### EXERCISE
Return every record below exactly as given.

### SOURCE MATERIAL

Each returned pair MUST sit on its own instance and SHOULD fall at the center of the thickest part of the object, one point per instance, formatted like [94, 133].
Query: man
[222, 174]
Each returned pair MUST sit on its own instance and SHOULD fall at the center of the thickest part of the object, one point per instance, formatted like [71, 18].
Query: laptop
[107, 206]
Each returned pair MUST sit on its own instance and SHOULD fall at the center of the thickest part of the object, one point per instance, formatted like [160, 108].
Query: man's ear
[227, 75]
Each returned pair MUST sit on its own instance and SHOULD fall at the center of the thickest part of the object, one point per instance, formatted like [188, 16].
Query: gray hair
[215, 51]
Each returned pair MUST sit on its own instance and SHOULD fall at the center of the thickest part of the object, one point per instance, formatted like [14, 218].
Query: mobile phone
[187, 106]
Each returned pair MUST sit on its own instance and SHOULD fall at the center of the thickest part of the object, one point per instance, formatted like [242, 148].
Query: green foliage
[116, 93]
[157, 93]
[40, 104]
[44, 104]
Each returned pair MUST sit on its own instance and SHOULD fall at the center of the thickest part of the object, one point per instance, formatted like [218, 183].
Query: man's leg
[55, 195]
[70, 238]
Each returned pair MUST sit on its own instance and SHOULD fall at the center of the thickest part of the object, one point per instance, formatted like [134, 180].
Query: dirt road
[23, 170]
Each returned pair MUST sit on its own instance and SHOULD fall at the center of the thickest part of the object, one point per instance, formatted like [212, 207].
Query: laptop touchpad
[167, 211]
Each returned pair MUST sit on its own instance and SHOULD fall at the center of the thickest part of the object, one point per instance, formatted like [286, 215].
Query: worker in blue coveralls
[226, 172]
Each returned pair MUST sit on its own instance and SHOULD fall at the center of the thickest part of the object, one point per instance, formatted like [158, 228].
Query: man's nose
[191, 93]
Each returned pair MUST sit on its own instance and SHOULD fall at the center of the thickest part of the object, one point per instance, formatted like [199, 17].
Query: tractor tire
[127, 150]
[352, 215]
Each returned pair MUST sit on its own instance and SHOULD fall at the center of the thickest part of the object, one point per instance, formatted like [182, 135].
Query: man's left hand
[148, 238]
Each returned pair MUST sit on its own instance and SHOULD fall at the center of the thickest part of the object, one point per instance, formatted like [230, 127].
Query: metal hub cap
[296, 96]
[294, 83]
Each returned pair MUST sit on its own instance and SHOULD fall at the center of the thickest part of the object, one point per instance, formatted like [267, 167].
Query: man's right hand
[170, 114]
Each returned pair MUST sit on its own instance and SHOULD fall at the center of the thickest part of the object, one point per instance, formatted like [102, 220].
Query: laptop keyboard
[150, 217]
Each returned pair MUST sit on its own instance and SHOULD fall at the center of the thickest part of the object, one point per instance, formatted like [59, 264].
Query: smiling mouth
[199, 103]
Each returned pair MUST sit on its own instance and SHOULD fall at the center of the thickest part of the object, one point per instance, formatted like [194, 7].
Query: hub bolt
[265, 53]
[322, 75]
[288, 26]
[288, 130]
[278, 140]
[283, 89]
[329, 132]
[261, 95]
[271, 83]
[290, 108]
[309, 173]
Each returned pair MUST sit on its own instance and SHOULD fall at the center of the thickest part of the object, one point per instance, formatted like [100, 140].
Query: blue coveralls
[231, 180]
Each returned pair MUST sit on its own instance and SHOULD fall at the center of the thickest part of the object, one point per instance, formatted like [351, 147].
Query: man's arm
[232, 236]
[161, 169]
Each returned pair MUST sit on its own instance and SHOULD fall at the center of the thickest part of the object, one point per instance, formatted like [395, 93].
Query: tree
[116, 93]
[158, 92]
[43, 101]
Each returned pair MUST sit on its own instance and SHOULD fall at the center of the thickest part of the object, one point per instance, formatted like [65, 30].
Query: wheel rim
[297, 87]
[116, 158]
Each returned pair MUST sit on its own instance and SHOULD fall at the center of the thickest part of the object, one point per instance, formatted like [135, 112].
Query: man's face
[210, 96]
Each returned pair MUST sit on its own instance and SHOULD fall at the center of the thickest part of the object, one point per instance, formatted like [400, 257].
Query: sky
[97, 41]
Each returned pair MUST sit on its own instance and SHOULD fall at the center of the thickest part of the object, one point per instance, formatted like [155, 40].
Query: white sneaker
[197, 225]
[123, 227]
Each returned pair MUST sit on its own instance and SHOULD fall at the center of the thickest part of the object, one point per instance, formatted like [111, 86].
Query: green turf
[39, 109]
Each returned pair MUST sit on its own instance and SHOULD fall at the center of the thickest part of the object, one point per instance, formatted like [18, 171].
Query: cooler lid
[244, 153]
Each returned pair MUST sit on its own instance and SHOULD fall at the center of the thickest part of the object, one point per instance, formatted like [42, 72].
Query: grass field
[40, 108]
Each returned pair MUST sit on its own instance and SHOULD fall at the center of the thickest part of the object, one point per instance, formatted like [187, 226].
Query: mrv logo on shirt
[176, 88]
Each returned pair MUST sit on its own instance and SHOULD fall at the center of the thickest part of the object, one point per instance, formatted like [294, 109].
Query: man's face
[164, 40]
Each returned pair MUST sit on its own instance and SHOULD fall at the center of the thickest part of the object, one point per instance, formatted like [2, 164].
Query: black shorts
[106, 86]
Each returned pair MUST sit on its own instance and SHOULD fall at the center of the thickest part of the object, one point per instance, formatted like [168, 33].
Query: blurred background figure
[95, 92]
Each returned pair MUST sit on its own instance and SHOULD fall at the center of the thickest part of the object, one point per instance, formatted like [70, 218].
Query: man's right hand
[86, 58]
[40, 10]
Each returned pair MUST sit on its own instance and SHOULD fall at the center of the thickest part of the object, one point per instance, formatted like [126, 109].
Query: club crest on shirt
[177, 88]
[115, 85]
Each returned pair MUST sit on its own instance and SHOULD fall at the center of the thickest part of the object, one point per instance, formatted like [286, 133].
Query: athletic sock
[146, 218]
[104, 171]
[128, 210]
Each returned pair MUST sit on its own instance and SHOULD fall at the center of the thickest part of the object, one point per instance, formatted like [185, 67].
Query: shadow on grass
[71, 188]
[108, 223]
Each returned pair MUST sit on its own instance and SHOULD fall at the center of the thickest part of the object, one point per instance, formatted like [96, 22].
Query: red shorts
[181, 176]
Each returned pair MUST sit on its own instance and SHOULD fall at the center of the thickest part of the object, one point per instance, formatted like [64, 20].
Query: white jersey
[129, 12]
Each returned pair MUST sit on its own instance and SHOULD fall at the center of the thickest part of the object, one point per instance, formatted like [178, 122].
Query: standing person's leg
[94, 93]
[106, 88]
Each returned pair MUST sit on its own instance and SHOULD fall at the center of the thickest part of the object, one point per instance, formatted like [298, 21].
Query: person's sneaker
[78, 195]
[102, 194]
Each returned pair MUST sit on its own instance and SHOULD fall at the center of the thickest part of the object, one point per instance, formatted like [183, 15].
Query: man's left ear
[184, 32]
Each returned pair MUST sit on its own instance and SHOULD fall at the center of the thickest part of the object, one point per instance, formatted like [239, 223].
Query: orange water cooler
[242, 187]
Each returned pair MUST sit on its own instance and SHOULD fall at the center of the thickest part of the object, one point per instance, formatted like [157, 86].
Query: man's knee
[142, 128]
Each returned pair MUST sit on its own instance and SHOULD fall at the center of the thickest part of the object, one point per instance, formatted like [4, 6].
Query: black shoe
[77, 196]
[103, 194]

### WRITTEN SOLUTION
Each returned pair MUST sit on its own instance and SHOULD fall at the center of the thickest part of the object, one point per instance, formatted like [94, 133].
Query: man
[222, 174]
Each returned pair MUST sit on its own instance and SHOULD fall at the center of the thickest part of the object, one point per instance, formatted like [71, 18].
Query: laptop
[107, 206]
Each returned pair MUST sit on its own instance and SHOULD fall at the center of the thickest part of the object, one point per instance, formatted like [160, 108].
Query: man's ear
[227, 75]
Each returned pair MUST sit on its own instance and SHOULD fall at the center of the thickest part of the object, one point per instance, formatted like [188, 16].
Query: gray hair
[215, 51]
Each returned pair MUST sit on its own instance and SHOULD fall at the center of the thickest part of the object, one point per instance, formatted like [14, 218].
Query: mobile phone
[187, 106]
Each returned pair MUST sit on its own instance and SHOULD fall at the center of the thickest part of the object, one point per instance, formatted like [242, 148].
Query: green foliage
[116, 93]
[157, 93]
[40, 104]
[44, 104]
Each returned pair MUST sit on its own instance and SHOULD fall at the center of the thickest part of the object, one point per instance, formatted like [218, 183].
Query: man's leg
[55, 195]
[70, 238]
Each returned pair MUST sit on its own instance and SHOULD fall at the center of the thickest part of the object, one point per instance, formatted like [134, 180].
Query: dirt road
[23, 170]
Each returned pair MUST sit on its own instance and SHOULD fall at the center of the thickest part of the object, one point per instance, formatted like [212, 207].
Query: laptop touchpad
[167, 211]
Each returned pair MUST sit on its own instance and SHOULD fall at the center of the thickest part of the object, one point per instance, formatted like [286, 215].
Query: worker in blue coveralls
[226, 172]
Each returned pair MUST sit on its own instance and SHOULD fall at the center of the thickest part of the object, one point per instance, formatted like [158, 228].
Query: man's nose
[191, 93]
Each returned pair MUST sit on its own instance and SHOULD fall at the center of the thickest part of the object, one point per instance, formatted like [199, 17].
Query: tractor tire
[127, 150]
[352, 215]
Each returned pair MUST sit on its own instance and SHOULD fall at the center of the thickest part of the object, one point per instance, formatted like [182, 135].
Query: man's left hand
[148, 238]
Each returned pair MUST sit on its own instance and SHOULD fall at the center of the thickest part of the object, one point per instance, formatted like [230, 127].
Query: metal hub cap
[296, 96]
[294, 83]
Each returned pair MUST sit on its own instance and SHOULD fall at the center of the thickest part of the object, one point per instance, formatted like [267, 167].
Query: man's right hand
[170, 114]
Each returned pair MUST sit on its own instance and SHOULD fall at the center of the thickest part of the object, one point per instance, formatted like [102, 220].
Query: laptop keyboard
[150, 217]
Each returned pair MUST sit on its own instance and SHOULD fall at the center of the thickest part of the object, one point per instance, formatted like [59, 264].
Query: smiling mouth
[199, 103]
Each returned pair MUST sit on its own instance and SHOULD fall at the center of the thickest part of the object, one point per instance, formatted like [194, 7].
Query: hub bolt
[265, 53]
[322, 75]
[288, 26]
[288, 130]
[278, 140]
[283, 89]
[329, 132]
[261, 95]
[271, 83]
[290, 108]
[309, 173]
Each returned pair MUST sit on its own instance and SHOULD fall at the center of the thickest part of the object, one point per instance, formatted like [100, 140].
Query: blue coveralls
[231, 180]
Each returned pair MUST sit on its own instance and SHOULD fall at the center of the thickest part of the object, one point per instance, formatted like [351, 147].
Query: man's arm
[232, 236]
[161, 169]
Each returned pair MUST sit on its own instance and SHOULD fall at the center of the thickest part of the object, one point per instance, formatted like [395, 93].
Query: tree
[116, 93]
[158, 92]
[43, 101]
Each returned pair MUST sit on its own instance and SHOULD fall at the center of the thickest part of the object, one point per instance, formatted like [65, 30].
Query: wheel rim
[297, 87]
[116, 158]
Each returned pair MUST sit on its own instance and SHOULD fall at the center of the thickest part of the object, one point per instance, formatted like [135, 112].
Query: man's face
[210, 96]
Each returned pair MUST sit on its own instance and SHOULD fall at the center of the thickest part of the object, one point per instance, formatted like [400, 257].
Query: sky
[97, 41]
Each returned pair MUST sit on its own instance and SHOULD fall at the center of the thickest part of the object, one point per instance, formatted like [155, 40].
Query: white sneaker
[197, 225]
[123, 227]
Each returned pair MUST sit on its own instance and SHOULD fall at the center of the thickest part of the object, one point per instance, formatted like [111, 86].
Query: green turf
[39, 109]
Each returned pair MUST sit on its own instance and SHOULD fall at the center of the thickest part of the object, one point per instance, formatted like [18, 171].
Query: cooler lid
[244, 153]
Each returned pair MUST sit on its own instance and SHOULD fall at the center of the thickest part of the object, one point per instance, formatted like [42, 72].
Query: grass field
[40, 108]
Each returned pair MUST sit on its own instance and SHOULD fall at the center of the thickest part of the object, one point per instance, formatted like [187, 226].
Query: mrv logo on shirt
[176, 88]
Each returned pair MUST sit on its own instance and SHOULD fall at the center of the thickest part of the object, one point per instance, formatted like [294, 109].
Query: man's face
[164, 40]
Each returned pair MUST sit on its own instance and SHOULD fall at the center of the thickest part of the object, one point per instance, formatted like [2, 164].
Query: black shorts
[106, 86]
Each returned pair MUST sit on its own instance and SHOULD fall at the center of the thickest part of the object, one point per instance, formatted like [168, 33].
Query: blurred background figure
[95, 92]
Each returned pair MUST sit on its own instance and SHOULD fall at the center of the thickest part of the object, one point per instance, formatted like [70, 218].
Query: man's right hand
[86, 58]
[40, 10]
Each returned pair MUST sit on its own instance and SHOULD fall at the center of the thickest part of the object, one point per instance, formatted like [126, 109].
Query: club crest on shirt
[177, 88]
[115, 85]
Each returned pair MUST sit on its own instance and SHOULD fall at the center of the thickest part of the object, one point per instance, formatted like [286, 133].
Query: athletic sock
[146, 218]
[104, 171]
[128, 210]
Each returned pair MUST sit on its own instance and SHOULD fall at the center of the thickest part of the object, one point per instance, formatted like [185, 67].
Query: shadow on grass
[71, 188]
[108, 223]
Each returned pair MUST sit on its own instance and SHOULD fall at the center of the thickest part of the object, one point per instance, formatted like [96, 22].
Query: red shorts
[181, 176]
Each returned pair MUST sit on its own instance and SHOULD fall at the center of the thickest part of the object, one point per instance, formatted like [64, 20].
Query: white jersey
[129, 12]
Each returned pair MUST sit on its own instance and SHOULD fall at the center of the thickest part of the object, one point per instance, formatted like [178, 122].
Query: standing person's leg
[94, 93]
[106, 88]
Each returned pair MUST sit on its own instance and SHOULD fall at the center of the thickest part of the object, one point per instance, formatted like [298, 21].
Query: person's sneaker
[78, 195]
[102, 194]
Each returned pair MUST sit on its own instance and SHOULD fall at the center of the thickest part of the object, one point per instance, formatted like [183, 15].
Query: man's left ear
[184, 32]
Each returned pair MUST sit on its own instance and SHOULD fall at the center of the thickest part of the object, one point per instance, formatted like [239, 223].
Query: orange water cooler
[242, 187]
Each returned pair MUST sit on its own instance and SHOULD fall at the center of the thickest part of the object, one point per instance, formatted like [157, 86].
Query: man's knee
[142, 128]
Each returned pair MUST sit on its own instance and SHOULD fall at the center of the thickest part of the object, one point per instance, formatted like [4, 6].
Query: black shoe
[77, 196]
[103, 194]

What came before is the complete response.